→ Written instruction: Copy all of the lines below character for character, leaving the pictures out of your output.

· · ·

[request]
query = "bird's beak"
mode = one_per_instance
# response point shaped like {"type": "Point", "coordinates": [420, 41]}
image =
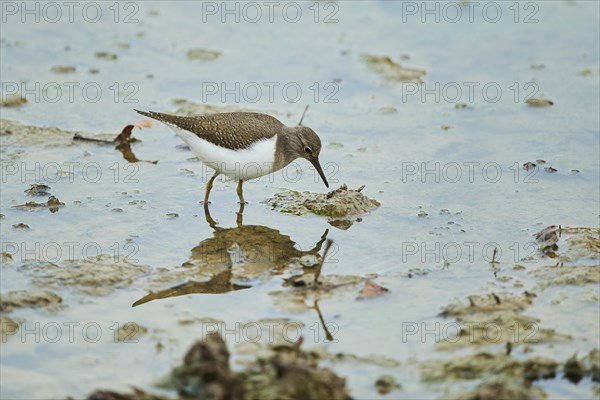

· · ·

→ Task response:
[request]
query = "bird's beak"
mode = one_per_instance
# response point shaped like {"type": "Point", "coordinates": [420, 41]}
image =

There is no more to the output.